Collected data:

==*==

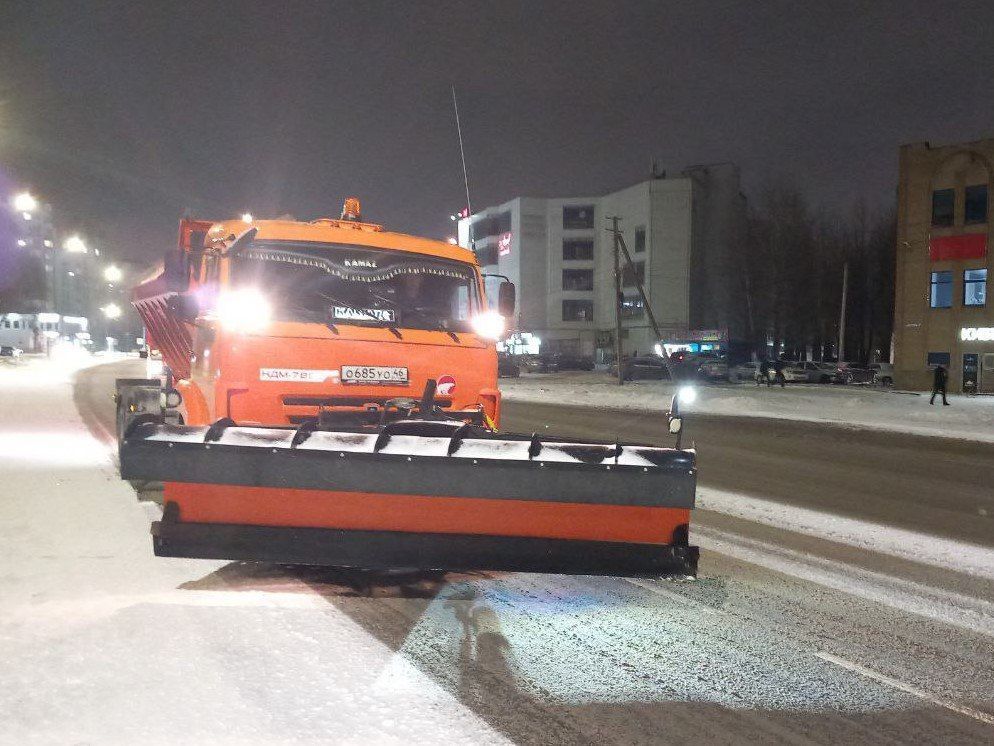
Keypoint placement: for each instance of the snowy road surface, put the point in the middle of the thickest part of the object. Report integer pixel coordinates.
(857, 406)
(814, 620)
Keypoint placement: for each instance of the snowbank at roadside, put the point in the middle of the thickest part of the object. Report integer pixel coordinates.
(970, 418)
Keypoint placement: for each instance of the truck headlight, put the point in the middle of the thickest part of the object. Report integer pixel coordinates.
(489, 324)
(246, 310)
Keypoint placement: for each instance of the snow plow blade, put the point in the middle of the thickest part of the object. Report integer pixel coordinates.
(431, 495)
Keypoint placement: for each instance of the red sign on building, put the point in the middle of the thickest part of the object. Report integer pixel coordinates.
(966, 246)
(504, 244)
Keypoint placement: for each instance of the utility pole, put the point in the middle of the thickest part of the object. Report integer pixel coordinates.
(842, 311)
(617, 300)
(619, 242)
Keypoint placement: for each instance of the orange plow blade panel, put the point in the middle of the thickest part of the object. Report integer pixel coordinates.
(429, 494)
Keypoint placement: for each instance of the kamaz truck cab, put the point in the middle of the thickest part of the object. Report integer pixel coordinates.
(332, 399)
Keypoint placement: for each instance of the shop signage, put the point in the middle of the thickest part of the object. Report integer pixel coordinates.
(977, 334)
(504, 244)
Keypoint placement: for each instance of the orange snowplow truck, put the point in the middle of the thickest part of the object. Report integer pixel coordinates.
(330, 398)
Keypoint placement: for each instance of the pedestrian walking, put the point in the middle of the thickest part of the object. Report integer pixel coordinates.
(764, 373)
(939, 384)
(778, 376)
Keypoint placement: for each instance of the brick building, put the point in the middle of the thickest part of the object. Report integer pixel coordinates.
(942, 316)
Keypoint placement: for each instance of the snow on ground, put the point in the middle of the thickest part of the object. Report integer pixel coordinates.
(961, 556)
(102, 642)
(861, 406)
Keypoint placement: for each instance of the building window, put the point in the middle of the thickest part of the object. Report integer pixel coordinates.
(943, 205)
(578, 217)
(491, 226)
(632, 308)
(975, 209)
(628, 277)
(640, 238)
(941, 295)
(578, 310)
(581, 249)
(578, 279)
(975, 287)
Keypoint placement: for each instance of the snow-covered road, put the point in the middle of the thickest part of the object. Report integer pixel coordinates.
(790, 635)
(858, 406)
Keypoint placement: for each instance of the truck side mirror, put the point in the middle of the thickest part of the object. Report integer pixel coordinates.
(506, 297)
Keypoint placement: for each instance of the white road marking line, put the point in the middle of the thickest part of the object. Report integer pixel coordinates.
(983, 717)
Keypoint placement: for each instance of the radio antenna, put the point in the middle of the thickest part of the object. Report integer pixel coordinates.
(462, 153)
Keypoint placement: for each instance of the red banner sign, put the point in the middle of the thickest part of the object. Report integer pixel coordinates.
(967, 246)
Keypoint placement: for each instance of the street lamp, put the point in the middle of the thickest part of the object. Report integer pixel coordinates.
(75, 245)
(25, 202)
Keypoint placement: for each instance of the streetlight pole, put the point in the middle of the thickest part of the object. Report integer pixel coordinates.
(617, 300)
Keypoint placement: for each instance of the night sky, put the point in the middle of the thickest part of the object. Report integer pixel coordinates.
(126, 115)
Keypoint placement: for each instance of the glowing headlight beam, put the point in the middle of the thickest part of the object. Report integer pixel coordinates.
(489, 324)
(244, 311)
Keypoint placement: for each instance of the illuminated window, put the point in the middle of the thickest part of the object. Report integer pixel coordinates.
(632, 308)
(943, 205)
(578, 279)
(578, 310)
(628, 277)
(578, 217)
(578, 249)
(975, 209)
(975, 287)
(941, 295)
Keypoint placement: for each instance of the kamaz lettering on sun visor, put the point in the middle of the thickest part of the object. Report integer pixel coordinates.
(361, 314)
(373, 266)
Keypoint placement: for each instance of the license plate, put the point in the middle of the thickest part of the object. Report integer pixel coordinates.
(374, 375)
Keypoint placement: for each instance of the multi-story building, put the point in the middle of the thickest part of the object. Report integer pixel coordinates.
(684, 234)
(942, 316)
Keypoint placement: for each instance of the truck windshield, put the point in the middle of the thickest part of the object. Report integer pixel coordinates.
(343, 284)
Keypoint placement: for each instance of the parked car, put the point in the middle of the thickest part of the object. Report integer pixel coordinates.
(507, 366)
(854, 373)
(817, 372)
(744, 372)
(550, 362)
(883, 374)
(793, 372)
(715, 369)
(642, 367)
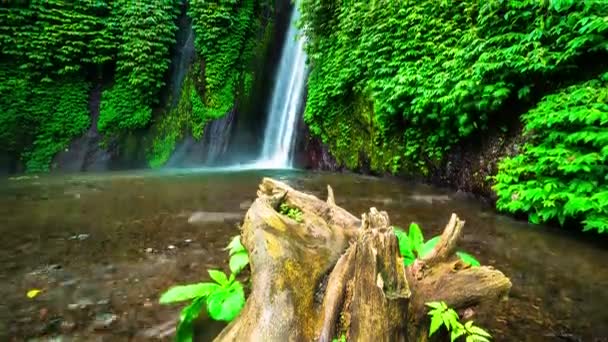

==*==

§ Aim of the task:
Turn the stretch from the line containing "Keypoint placement: for each instance of the parked" through the end of the data into a numbered list with no blank lines. Leave the pictures out.

§ Reply:
1. Keypoint placement: for each instance of the parked car, put the point in the middle of the thickest part of the object. Report integer pixel coordinates.
2. (507, 366)
3. (854, 373)
4. (817, 372)
5. (744, 372)
6. (550, 362)
7. (883, 374)
8. (793, 372)
9. (715, 369)
10. (642, 367)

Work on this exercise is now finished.